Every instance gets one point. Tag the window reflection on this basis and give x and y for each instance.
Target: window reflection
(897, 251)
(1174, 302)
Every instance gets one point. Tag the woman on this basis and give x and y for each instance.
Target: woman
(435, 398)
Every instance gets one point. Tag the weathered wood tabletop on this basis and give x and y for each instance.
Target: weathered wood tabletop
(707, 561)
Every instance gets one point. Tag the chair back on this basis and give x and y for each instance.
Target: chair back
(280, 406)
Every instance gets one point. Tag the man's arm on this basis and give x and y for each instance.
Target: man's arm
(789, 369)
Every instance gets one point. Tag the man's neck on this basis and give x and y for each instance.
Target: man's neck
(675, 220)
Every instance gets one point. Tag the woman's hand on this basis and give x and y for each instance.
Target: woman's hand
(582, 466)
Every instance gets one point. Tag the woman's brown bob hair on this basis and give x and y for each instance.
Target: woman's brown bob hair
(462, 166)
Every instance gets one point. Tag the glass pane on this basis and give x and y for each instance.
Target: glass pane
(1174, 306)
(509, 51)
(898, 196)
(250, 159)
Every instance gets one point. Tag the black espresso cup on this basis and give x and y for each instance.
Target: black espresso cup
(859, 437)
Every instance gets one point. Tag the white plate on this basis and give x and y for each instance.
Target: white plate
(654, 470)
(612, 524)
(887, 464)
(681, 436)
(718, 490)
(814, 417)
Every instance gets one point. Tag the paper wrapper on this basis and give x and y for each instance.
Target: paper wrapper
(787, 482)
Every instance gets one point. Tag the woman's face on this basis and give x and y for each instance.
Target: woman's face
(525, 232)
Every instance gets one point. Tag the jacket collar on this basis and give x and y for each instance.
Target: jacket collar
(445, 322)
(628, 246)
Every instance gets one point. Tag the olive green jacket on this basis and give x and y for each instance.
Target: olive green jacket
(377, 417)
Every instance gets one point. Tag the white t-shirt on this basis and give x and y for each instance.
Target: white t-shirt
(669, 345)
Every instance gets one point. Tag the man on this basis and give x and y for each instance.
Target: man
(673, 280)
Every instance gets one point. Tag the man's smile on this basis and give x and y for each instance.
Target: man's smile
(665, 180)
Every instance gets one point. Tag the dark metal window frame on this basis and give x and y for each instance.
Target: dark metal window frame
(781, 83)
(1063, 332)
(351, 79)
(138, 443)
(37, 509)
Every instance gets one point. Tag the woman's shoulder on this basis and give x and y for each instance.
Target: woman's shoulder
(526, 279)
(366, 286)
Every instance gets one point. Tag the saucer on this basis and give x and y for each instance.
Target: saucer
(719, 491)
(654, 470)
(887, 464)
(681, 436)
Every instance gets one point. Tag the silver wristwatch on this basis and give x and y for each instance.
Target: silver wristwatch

Exercise objective:
Please return, unchanged, the stretch of entries from the line that contains "Every instance gets one point. Tag the man on" through the end of the entries.

Solved problem:
Every instance gets one point. Tag the man on this basis and give x and y for each instance.
Target: man
(673, 280)
Every instance gets one point. Tag the man's smile on this basis and give x and y for each instance.
Target: man's smile
(665, 180)
Every instance gets one point. Tag the dark metal window frame on this basis and give x and y for each instance.
Target: dark metal window frame
(781, 83)
(1063, 332)
(351, 79)
(138, 443)
(37, 509)
Every instance gets one point. Tag the woman's shoulder on this basis and give x and y for each instance.
Target: woman's shoulder
(526, 279)
(366, 286)
Every instance gets one point. Tag the saucer on this basis and give x and y for each instance.
Target: saucer
(719, 491)
(654, 470)
(887, 464)
(681, 436)
Every instance gets one point. Tag the silver wristwatch on this basis and give x and y for each instance.
Target: silver wristwatch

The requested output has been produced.